▶ [TEKST TER ANALYSE]:
%%

1.3Artikel 8:83, derde lid, van de Awb bepaalt dat de voorzieningenrechter uitspraak kan doen zonder dat partijen worden uitgenodigd om op een zitting te verschijnen, indien hij kennelijk onbevoegd is of het verzoek kennelijk niet-ontvankelijk, kennelijk ongegrond of kennelijk gegrond is. De voorzieningenrechter ziet in dit geval aanleiding om van deze bevoegdheid gebruik te maken.
2. De door verweerder verleende omgevingsvergunningen zien op de activiteiten bouwen en planologisch strijdig gebruik. Voor het planologisch strijdig gebruik heeft verweerder toepassing gegeven aan artikel 2.12, eerste lid, aanhef en onder a, onder 2°, van de Wet algemene bepalingen omgevingsrecht (Wabo) gelezen in verbinding met artikel 4, aanhef en onder 11, van bijlage II van het Besluit omgevingsrecht (Bor, de kruimelgevallenregeling).
3. Verzoekers zijn gevestigd, dan wel wonen in de directe omgeving van het perceel. Zij hebben desgevraagd ter onderbouwing van het spoedeisend belang bij brief van 29 april 2020 naar voren gebracht dat moet worden aangenomen dat de omliggende bedrijven, waaronder die van hen, niet langer voldoen aan de eisen van het Activiteitenbesluit op het moment dat de huisvesting van arbeidsmigranten conform het bestreden besluit in gebruik wordt genomen.
4. Voor zover verzoekers hebben aangevoerd dat het bestreden besluit strijdig is met de bepalingen uit de Verordening Ruimte 2014 van de provincie Zuid-Holland, als gevolg waarvan negatieve effecten op de bedrijfsvoering van hun bedrijven niet zijn uitgesloten, levert dit naar het oordeel van de voorzieningenrechter geen spoedeisend belang op. Daarbij komt nog dat de beantwoording van deze vraag zich niet leent voor de beoordeling in een procedure van een verzoek om voorlopige voorziening. Evenmin valt in te zien hoe het beroep op de recente uitspraak van 22 april 2020 van de Afdeling bestuursrechtspraak van de Raad van State (ECLI:NL:RVS:2020:1131), voorziet in een spoedeisend belang. Tot slot overweegt de voorzieningenrechter dat de vrees van verzoekers dat het gebruik van het perceel niet beperkt blijft tot logies, gelet op de tekst van het bestreden besluit in beginsel behoort tot het domein van de handhaving en in het kader van deze procedure in elk geval geen spoedeisend belang kan opleveren, te meer daar niet gebleken is dat er nu reeds sprake is van ander gebruik van de omgevingsvergunning dan logies, of dat van dergelijk gebruik binnen afzienbare tijd sprake zal zijn. 5. De voorzieningenrechter is samengevat van oordeel dat de door verzoekers geschetste situatie niet zodanig is dat sprake is van onverwijlde spoed als bedoeld in artikel 8:81, eerste lid, van de Awb. Verzoekers hebben geen argumenten ingebracht op grond waarvan moet worden aangenomen dat de uitspraak op het beroep niet kan worden afgewacht. Het verzoek is daarom kennelijk ongegrond en zal worden afgewezen.

%%

▶ [BRONMATERIAAL]:
%%

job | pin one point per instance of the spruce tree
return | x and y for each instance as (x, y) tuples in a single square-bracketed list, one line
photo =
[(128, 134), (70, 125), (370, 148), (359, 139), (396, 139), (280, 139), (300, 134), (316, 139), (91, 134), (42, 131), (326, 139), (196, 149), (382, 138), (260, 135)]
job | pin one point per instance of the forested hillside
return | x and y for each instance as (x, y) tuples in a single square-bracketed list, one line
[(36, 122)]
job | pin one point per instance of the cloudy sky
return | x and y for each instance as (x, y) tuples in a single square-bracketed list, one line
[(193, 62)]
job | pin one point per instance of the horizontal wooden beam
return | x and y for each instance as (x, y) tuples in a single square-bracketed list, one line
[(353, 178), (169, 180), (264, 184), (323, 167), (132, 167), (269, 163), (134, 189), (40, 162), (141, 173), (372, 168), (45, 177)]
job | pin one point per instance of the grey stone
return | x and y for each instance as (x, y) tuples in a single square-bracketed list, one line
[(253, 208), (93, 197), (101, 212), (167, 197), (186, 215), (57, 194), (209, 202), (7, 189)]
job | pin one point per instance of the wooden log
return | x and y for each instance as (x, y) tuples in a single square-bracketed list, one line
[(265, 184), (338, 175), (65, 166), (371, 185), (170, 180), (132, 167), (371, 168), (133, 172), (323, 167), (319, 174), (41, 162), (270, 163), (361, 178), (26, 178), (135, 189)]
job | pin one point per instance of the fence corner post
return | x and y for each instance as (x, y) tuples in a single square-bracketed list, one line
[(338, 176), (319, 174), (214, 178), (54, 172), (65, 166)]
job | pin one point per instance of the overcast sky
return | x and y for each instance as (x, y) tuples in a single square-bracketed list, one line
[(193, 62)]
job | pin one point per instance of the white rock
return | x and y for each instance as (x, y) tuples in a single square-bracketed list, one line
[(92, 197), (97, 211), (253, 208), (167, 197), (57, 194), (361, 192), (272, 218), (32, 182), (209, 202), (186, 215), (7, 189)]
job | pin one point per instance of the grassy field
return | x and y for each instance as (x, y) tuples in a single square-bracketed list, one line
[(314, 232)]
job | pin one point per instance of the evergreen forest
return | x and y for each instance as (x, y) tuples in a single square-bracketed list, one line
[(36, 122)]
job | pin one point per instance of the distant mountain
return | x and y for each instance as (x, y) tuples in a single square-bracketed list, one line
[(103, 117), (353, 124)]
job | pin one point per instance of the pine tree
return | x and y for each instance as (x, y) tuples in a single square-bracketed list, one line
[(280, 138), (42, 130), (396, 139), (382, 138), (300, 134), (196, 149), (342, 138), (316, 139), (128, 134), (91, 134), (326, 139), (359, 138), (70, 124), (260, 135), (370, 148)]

%%

▶ [VOER UIT]:
**a.** Geef uit de uitspraak het gedeelte opnieuw weer dat begint met "1.3Artikel 8:83, derde" en doorloopt tot en met "(Bor, de kruimelgevallenregeling).".
**b.** Vertaal de volgende zin uit de uitspraak in het Engels: "Verzoekers hebben geen argumenten ingebracht op grond waarvan moet worden aangenomen dat de uitspraak op het beroep niet kan worden afgewacht."
**c.** Stemmen de onderstaande beweringen overeen met de uitspraak? Antwoord per bewering met ja of nee en citeer de woorden uit de uitspraak die de doorslag geven.
(i) Verzoekers hebben het spoedeisend belang onderbouwd in een brief van 29 april 2020.
(ii) De voorzieningenrechter oordeelt dat het verzoek kennelijk gegrond is.
(iii) Er is al gebleken dat de omgevingsvergunning nu voor ander gebruik dan logies wordt benut.

▶ [UITWERKINGEN]:
**a.**
1.3Artikel 8:83, derde lid, van de Awb bepaalt dat de voorzieningenrechter uitspraak kan doen zonder dat partijen worden uitgenodigd om op een zitting te verschijnen, indien hij kennelijk onbevoegd is of het verzoek kennelijk niet-ontvankelijk, kennelijk ongegrond of kennelijk gegrond is. De voorzieningenrechter ziet in dit geval aanleiding om van deze bevoegdheid gebruik te maken.
2. De door verweerder verleende omgevingsvergunningen zien op de activiteiten bouwen en planologisch strijdig gebruik. Voor het planologisch strijdig gebruik heeft verweerder toepassing gegeven aan artikel 2.12, eerste lid, aanhef en onder a, onder 2°, van de Wet algemene bepalingen omgevingsrecht (Wabo) gelezen in verbinding met artikel 4, aanhef en onder 11, van bijlage II van het Besluit omgevingsrecht (Bor, de kruimelgevallenregeling).

**b.** The applicants have not put forward any arguments on the basis of which it must be assumed that the decision on the appeal cannot be awaited.

**c.**
(i) Ja: "bij brief van 29 april 2020 naar voren gebracht"
(ii) Nee: "Het verzoek is daarom kennelijk ongegrond en zal worden afgewezen."
(iii) Nee: "niet gebleken is dat er nu reeds sprake is van ander gebruik van de omgevingsvergunning dan logies"